## [Written exercise 1]
Write out the passage on the programme of concerted action word for word, from "8. A key feature" up to and including "reduction of inflation.".

8. A key feature of the programme of concerted action set
out below is that differentiated action on various fronts by
each Member country can, taken together, ease the
constraints facing each of them individually:
9. Ministers underlined the fact that successful
implementation of this programme depends not only on
government policy, but also on the extent to which all
concerned pursue responsible attitudes towards the
determination of prices and incomes. They stressed their
conviction that, with the necessary co-operation from both
sides of industry, more sustained and better balanced
economic growth can be secured with a further progressive
reduction of inflation.
II. A Programme of Concerted Action
10. Against this background, Ministers have agreed on the
following major components of a programme of concerted
action.

Part of a data file:
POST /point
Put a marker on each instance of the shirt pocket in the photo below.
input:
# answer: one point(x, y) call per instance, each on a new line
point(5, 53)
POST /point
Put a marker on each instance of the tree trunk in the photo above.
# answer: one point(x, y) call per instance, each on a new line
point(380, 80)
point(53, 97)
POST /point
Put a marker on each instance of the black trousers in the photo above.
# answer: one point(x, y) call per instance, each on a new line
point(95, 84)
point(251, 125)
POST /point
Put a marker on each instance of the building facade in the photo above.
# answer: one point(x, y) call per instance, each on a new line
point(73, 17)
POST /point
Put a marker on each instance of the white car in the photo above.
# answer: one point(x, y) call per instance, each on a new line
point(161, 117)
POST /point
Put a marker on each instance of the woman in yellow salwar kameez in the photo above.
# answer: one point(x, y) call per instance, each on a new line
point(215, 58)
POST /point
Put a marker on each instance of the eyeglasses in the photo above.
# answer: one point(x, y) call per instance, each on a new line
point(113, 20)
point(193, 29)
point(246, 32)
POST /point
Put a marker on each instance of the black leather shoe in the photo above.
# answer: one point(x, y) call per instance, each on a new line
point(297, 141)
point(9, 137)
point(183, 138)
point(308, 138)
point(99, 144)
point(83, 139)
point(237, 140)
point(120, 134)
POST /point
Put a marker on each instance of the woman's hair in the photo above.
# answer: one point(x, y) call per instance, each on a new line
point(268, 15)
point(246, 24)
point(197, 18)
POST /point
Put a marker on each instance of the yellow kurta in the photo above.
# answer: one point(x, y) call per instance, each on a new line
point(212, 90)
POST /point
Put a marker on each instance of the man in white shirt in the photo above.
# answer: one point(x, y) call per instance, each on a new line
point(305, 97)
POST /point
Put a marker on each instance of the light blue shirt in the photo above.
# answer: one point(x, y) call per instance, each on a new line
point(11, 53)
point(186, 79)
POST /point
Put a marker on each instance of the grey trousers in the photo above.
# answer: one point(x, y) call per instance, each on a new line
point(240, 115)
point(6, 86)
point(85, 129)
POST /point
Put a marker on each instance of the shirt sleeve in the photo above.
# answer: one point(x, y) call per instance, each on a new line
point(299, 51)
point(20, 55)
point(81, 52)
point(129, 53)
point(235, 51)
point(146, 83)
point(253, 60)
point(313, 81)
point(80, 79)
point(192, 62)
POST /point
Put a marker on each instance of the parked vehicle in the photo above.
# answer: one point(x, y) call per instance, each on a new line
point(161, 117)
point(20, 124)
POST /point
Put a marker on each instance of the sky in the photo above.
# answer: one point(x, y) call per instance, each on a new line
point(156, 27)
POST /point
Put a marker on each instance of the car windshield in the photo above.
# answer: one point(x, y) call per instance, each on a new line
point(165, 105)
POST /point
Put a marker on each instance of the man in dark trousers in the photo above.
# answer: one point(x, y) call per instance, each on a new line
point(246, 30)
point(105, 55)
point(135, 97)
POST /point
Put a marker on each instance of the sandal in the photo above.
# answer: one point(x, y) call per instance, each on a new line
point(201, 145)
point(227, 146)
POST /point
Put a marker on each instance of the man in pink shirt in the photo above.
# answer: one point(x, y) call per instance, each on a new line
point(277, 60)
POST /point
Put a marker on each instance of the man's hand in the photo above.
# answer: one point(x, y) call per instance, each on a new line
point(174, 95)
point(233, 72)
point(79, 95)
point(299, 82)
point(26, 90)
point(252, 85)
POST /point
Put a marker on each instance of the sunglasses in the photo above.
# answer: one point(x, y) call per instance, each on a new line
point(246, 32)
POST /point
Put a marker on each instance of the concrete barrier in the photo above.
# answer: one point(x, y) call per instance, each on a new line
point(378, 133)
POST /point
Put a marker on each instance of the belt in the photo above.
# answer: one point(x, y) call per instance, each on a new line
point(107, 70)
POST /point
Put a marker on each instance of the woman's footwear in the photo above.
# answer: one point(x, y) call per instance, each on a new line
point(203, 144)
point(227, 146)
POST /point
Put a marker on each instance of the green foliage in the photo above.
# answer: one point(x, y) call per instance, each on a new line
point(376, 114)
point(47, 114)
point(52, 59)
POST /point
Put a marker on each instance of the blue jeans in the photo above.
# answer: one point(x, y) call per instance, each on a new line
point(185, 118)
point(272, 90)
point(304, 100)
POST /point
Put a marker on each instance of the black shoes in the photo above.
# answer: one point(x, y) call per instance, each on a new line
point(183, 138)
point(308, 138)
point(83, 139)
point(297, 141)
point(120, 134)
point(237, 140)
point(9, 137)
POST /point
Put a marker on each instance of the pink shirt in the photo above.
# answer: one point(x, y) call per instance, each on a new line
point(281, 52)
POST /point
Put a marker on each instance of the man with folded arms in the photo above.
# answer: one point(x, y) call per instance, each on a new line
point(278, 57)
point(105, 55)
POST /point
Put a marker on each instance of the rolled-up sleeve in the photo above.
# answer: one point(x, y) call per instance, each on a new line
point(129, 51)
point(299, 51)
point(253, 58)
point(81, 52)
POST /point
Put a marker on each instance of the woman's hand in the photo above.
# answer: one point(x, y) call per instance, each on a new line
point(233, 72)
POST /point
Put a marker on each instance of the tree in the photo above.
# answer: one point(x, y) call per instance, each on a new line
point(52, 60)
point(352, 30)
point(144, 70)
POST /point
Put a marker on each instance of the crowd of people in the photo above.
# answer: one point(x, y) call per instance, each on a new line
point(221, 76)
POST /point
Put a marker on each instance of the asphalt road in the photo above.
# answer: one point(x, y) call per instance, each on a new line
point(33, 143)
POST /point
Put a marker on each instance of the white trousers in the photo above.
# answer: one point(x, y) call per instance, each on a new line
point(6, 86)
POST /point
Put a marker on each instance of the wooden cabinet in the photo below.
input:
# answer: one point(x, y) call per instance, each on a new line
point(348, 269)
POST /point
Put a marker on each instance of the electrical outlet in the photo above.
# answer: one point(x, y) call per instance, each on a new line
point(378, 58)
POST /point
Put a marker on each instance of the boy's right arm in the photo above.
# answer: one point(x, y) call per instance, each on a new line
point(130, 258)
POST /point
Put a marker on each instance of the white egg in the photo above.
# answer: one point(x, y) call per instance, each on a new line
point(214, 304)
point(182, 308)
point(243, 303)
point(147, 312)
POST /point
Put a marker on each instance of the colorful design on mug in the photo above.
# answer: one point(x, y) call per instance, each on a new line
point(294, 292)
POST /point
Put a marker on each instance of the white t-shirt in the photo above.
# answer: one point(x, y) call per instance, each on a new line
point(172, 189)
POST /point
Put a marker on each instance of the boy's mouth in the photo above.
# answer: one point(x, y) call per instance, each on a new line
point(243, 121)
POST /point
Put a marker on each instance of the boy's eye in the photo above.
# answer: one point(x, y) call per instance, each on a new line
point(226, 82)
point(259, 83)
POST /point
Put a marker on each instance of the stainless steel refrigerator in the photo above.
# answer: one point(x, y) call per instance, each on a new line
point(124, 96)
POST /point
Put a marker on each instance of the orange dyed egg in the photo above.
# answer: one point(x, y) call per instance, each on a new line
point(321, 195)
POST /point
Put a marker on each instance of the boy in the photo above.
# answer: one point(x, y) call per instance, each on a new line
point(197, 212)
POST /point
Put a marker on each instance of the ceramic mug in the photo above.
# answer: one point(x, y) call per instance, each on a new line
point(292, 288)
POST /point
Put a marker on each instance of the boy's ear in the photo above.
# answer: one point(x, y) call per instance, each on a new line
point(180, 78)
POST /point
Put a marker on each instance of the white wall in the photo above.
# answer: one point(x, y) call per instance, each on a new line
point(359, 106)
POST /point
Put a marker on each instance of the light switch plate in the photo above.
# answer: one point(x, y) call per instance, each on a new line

## [Written exercise 2]
Give the rows as a numbered list without blank lines, starting at the first line of the rows and ending with the line containing "point(53, 97)", including that line.

## [Problem solution 1]
8. A key feature of the programme of concerted action set
out below is that differentiated action on various fronts by
each Member country can, taken together, ease the
constraints facing each of them individually:
9. Ministers underlined the fact that successful
implementation of this programme depends not only on
government policy, but also on the extent to which all
concerned pursue responsible attitudes towards the
determination of prices and incomes. They stressed their
conviction that, with the necessary co-operation from both
sides of industry, more sustained and better balanced
economic growth can be secured with a further progressive
reduction of inflation.

## [Problem solution 2]
1. POST /point
2. Put a marker on each instance of the shirt pocket in the photo below.
3. input:
4. # answer: one point(x, y) call per instance, each on a new line
5. point(5, 53)
6. POST /point
7. Put a marker on each instance of the tree trunk in the photo above.
8. # answer: one point(x, y) call per instance, each on a new line
9. point(380, 80)
10. point(53, 97)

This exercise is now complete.